▶ **Objective**
Starting at the top of the records and going through the line with "[[533, 221], [561, 221]]", give those lines again with "patio" replaced by "terrace" and nothing else changed. Leave the pictures out.
►
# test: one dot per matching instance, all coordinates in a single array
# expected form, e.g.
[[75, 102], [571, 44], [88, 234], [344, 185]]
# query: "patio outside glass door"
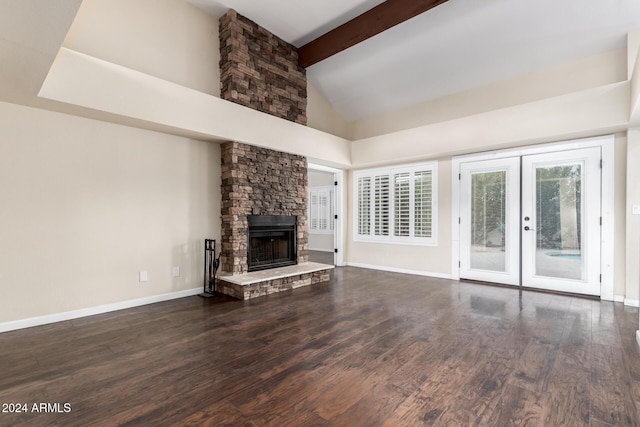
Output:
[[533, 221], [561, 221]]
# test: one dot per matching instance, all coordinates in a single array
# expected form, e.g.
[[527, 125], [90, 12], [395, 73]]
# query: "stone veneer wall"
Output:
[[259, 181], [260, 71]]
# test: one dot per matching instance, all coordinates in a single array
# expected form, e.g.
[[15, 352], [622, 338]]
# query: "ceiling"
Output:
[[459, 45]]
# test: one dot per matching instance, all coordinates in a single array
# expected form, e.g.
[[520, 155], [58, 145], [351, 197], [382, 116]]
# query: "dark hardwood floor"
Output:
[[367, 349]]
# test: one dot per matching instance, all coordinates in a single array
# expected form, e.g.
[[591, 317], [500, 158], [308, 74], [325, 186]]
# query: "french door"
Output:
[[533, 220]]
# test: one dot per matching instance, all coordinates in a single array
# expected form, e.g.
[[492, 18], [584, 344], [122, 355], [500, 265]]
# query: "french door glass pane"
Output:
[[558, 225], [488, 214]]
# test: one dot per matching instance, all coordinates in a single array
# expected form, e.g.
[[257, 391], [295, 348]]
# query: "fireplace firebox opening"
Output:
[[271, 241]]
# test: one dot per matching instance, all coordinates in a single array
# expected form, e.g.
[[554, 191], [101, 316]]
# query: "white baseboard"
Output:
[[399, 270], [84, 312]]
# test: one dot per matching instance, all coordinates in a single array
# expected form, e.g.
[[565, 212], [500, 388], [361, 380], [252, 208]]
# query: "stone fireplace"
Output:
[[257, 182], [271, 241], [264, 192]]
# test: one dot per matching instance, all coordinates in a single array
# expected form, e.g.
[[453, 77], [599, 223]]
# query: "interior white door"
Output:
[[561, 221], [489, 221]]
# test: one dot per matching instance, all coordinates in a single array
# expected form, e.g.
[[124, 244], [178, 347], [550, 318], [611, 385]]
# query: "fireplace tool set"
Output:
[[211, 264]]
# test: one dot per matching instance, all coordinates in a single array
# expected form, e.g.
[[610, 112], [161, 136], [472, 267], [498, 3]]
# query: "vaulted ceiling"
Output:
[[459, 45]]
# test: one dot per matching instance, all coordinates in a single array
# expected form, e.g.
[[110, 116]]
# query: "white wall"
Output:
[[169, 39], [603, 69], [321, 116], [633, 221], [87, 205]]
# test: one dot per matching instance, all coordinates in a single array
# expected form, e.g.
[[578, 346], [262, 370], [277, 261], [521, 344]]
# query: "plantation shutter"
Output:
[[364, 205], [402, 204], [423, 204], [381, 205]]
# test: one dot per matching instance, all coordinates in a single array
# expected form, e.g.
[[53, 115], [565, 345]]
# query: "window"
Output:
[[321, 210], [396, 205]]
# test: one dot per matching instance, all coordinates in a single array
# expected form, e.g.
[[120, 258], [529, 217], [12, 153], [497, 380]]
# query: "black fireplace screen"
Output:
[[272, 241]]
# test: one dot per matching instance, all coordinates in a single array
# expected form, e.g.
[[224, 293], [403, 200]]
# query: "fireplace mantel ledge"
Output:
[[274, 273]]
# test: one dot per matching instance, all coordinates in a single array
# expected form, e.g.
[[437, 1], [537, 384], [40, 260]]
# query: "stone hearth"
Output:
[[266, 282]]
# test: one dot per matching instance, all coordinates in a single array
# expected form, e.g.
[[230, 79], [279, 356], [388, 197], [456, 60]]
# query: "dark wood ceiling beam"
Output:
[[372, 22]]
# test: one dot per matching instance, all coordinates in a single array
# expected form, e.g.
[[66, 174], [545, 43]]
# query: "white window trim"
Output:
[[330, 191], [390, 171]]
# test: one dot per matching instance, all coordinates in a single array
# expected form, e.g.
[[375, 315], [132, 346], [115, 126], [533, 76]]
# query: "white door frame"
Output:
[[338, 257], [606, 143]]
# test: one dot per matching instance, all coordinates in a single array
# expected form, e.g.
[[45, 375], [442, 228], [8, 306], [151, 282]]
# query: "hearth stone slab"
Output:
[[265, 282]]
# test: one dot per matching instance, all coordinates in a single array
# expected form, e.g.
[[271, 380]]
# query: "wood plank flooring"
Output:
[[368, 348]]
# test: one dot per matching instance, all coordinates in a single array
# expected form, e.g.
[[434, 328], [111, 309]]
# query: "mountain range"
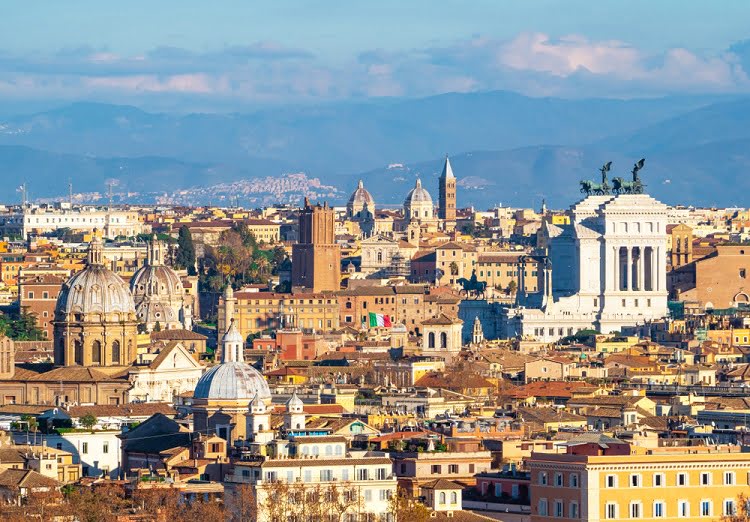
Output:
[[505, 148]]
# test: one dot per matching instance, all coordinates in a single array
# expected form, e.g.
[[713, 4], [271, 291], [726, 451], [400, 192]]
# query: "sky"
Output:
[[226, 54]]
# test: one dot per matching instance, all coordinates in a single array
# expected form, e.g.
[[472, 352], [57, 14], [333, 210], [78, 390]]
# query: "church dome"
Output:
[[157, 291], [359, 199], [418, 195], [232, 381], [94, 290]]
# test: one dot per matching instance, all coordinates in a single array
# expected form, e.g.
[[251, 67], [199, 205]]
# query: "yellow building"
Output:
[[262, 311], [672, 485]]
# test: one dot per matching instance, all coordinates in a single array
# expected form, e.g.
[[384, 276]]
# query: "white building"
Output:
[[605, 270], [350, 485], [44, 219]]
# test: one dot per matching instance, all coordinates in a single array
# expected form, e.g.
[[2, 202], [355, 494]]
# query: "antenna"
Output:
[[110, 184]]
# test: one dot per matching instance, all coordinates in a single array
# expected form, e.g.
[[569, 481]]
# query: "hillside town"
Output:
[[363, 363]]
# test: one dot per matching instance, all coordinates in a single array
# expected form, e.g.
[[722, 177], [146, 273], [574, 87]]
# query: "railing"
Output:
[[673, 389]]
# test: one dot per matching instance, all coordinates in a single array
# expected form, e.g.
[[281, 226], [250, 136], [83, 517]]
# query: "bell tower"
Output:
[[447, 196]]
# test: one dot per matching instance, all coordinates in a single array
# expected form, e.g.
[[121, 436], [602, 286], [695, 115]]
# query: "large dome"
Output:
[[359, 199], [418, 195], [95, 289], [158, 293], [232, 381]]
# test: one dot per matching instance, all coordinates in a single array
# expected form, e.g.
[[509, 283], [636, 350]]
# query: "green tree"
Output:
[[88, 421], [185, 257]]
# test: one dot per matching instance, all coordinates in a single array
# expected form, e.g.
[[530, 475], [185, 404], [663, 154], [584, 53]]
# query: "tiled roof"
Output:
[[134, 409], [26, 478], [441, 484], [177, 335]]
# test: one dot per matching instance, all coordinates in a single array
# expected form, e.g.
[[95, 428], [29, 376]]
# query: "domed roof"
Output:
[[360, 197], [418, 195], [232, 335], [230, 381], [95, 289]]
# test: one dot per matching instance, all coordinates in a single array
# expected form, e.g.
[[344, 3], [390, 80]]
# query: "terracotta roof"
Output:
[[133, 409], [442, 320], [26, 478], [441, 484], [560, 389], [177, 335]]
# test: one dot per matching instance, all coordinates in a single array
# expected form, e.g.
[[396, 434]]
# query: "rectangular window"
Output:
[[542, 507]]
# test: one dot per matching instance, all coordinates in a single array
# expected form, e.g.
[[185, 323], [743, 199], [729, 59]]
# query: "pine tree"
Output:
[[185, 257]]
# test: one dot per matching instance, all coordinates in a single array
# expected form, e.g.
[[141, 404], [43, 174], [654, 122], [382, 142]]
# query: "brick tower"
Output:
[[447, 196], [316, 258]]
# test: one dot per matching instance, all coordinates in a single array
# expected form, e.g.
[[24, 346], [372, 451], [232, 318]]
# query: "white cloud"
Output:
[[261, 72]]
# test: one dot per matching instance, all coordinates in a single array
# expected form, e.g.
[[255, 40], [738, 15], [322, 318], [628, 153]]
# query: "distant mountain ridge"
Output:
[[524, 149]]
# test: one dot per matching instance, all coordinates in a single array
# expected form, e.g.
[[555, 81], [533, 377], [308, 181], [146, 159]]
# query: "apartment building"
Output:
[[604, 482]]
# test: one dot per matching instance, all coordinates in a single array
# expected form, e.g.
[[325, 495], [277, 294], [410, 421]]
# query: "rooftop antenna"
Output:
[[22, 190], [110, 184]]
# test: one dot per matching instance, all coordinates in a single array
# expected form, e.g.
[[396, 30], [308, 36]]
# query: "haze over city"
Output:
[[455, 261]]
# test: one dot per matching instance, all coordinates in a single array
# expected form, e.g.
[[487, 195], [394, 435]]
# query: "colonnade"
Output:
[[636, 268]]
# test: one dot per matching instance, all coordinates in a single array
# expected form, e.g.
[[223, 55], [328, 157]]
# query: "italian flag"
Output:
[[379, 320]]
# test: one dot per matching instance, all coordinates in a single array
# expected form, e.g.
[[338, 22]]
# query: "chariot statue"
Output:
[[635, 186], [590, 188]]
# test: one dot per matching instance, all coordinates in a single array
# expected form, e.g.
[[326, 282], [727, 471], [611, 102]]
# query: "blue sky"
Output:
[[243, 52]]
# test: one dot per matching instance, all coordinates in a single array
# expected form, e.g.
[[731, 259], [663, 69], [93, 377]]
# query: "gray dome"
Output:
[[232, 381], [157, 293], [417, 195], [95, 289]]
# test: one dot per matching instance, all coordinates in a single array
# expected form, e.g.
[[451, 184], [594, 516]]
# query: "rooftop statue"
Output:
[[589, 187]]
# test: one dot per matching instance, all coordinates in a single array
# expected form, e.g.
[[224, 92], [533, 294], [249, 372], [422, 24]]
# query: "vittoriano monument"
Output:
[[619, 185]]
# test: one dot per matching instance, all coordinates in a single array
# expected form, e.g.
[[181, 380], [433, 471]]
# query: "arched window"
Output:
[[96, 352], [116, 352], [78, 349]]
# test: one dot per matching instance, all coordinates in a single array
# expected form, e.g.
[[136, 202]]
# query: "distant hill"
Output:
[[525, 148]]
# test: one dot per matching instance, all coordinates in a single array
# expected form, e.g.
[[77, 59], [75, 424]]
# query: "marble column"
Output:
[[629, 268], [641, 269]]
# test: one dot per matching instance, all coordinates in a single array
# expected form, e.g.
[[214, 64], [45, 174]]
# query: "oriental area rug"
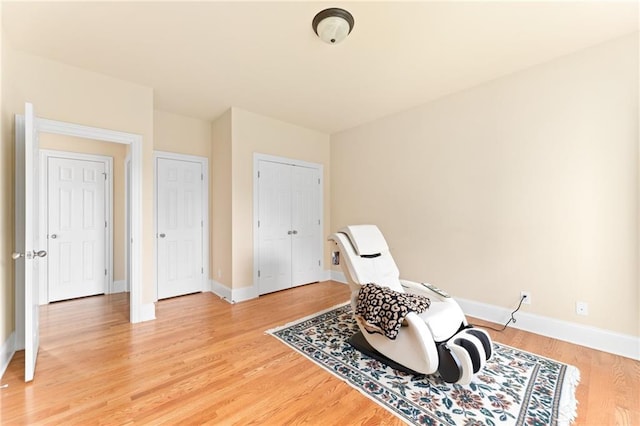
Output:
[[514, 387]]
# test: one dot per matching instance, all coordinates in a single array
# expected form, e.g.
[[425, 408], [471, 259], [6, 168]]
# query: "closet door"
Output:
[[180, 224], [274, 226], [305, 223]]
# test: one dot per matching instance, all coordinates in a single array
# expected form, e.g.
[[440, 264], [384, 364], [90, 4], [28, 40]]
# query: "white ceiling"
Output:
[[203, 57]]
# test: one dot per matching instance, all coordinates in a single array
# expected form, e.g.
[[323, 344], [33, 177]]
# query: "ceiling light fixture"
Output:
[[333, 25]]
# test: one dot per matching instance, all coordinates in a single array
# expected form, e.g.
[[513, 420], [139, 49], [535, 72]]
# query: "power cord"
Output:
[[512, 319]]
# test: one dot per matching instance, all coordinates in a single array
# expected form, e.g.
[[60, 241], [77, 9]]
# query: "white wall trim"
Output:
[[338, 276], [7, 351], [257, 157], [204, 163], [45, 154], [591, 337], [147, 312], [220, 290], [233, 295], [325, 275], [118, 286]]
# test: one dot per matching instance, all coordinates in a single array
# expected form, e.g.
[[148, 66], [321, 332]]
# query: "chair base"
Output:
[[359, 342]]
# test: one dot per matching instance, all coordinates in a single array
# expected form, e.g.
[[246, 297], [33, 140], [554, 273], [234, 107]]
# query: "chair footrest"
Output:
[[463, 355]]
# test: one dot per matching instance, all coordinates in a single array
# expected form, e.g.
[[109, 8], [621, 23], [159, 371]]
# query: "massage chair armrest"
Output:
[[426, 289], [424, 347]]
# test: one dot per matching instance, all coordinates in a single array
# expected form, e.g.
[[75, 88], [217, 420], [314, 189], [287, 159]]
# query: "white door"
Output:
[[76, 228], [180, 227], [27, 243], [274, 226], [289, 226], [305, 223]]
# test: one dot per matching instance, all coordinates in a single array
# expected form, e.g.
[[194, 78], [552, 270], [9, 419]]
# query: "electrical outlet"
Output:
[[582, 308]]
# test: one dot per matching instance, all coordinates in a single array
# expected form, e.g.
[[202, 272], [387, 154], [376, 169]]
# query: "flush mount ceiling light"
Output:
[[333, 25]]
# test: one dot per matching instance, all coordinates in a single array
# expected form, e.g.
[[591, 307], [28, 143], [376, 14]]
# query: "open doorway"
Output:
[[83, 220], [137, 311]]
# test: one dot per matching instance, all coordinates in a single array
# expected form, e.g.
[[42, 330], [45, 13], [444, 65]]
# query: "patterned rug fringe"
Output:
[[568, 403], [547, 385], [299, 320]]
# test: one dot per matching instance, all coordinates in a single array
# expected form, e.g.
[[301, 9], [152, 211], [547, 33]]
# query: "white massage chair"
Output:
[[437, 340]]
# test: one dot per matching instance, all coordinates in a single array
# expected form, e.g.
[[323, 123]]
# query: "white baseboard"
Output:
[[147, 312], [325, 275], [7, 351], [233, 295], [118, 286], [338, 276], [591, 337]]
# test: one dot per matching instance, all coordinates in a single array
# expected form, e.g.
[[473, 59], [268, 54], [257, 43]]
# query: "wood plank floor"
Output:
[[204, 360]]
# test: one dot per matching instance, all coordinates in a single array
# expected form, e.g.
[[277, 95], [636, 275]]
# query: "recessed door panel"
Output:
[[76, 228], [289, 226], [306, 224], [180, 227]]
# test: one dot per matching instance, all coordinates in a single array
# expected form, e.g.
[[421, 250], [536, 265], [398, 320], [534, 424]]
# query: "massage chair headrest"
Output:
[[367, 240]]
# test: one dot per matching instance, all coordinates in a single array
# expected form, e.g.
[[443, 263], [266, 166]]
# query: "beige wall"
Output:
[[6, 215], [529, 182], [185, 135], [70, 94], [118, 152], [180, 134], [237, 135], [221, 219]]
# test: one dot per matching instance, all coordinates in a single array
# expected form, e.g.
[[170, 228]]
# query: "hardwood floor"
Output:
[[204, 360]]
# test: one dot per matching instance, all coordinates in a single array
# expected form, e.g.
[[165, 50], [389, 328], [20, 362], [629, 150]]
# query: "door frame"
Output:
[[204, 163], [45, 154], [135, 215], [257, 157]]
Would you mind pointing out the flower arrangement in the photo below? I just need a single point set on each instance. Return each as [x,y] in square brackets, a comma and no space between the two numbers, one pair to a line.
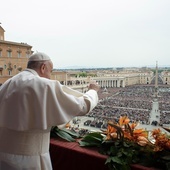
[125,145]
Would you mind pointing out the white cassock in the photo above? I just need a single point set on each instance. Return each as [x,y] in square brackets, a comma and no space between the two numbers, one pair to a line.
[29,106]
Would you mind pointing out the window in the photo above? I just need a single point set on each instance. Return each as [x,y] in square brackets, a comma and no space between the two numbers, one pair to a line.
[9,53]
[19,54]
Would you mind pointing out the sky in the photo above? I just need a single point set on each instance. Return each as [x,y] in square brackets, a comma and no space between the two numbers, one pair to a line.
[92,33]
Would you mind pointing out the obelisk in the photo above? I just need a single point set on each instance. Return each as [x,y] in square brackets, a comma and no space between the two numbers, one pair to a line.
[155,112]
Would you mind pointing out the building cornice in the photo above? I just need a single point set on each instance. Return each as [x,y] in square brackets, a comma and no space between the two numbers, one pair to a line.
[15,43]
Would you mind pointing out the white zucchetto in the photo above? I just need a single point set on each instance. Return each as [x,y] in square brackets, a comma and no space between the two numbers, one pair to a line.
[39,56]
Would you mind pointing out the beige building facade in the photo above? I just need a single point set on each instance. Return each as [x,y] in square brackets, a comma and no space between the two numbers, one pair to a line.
◄
▶ **Result of the exercise**
# test: one dot per matching instance, all coordinates in a single array
# expected form, e.g.
[[75, 102], [571, 44], [88, 234], [344, 185]]
# query: "terrace outside glass door"
Output:
[[533, 221], [561, 221]]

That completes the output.